■ PROVIDED DATA

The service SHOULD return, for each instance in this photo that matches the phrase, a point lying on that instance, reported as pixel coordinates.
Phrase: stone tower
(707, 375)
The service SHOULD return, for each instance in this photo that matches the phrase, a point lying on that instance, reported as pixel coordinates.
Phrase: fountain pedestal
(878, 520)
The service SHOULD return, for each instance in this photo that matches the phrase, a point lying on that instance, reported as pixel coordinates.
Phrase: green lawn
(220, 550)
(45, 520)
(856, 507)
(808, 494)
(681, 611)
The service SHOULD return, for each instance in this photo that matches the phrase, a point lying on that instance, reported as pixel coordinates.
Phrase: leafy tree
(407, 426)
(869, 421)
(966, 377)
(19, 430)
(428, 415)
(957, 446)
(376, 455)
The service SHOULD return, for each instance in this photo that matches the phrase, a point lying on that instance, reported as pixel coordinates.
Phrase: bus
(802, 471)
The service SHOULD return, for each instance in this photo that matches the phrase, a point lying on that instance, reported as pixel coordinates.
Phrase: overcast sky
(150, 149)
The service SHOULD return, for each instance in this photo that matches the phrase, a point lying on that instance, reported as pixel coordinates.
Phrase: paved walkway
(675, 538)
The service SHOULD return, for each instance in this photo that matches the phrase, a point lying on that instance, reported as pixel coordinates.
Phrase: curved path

■ PROBLEM STATEMENT
Starting with the line that has "Phrase: fountain pedestal", print each remaining line of the listing exactly.

■ PROBLEM SOLUTION
Phrase: fountain pedestal
(878, 520)
The service SHOULD return, for each instance in this photo that matches the phrase, a point lying on that instance, reported as pixel coordinates.
Phrase: green lawn
(220, 550)
(45, 520)
(856, 507)
(808, 494)
(681, 611)
The service SHOULD return, for each instance in this photo that matches the phrase, a point lying on that instance, reported as pixel coordinates.
Phrase: leafy tree
(407, 426)
(869, 421)
(966, 377)
(19, 430)
(428, 415)
(957, 446)
(376, 455)
The service SHOULD return, for each instance in this photo that matches the phrase, a point lying on that instance, reported as pixel coordinates.
Phrase: bus
(802, 471)
The service SHOULD return, for each instance in this photo that matches the phrase, a point lying on that instance, reported as pixel coordinates.
Phrase: overcast sky
(150, 149)
The service SHOULD return, for each instance in this photo that matches the phrase, a point lying on that instance, reported as pixel coordinates.
Phrase: paved walkway
(675, 538)
The service SHOULD return, for each instance in this photo that matches the phrase, a point lying on that instance, reported as pixel coordinates.
Phrase: curved path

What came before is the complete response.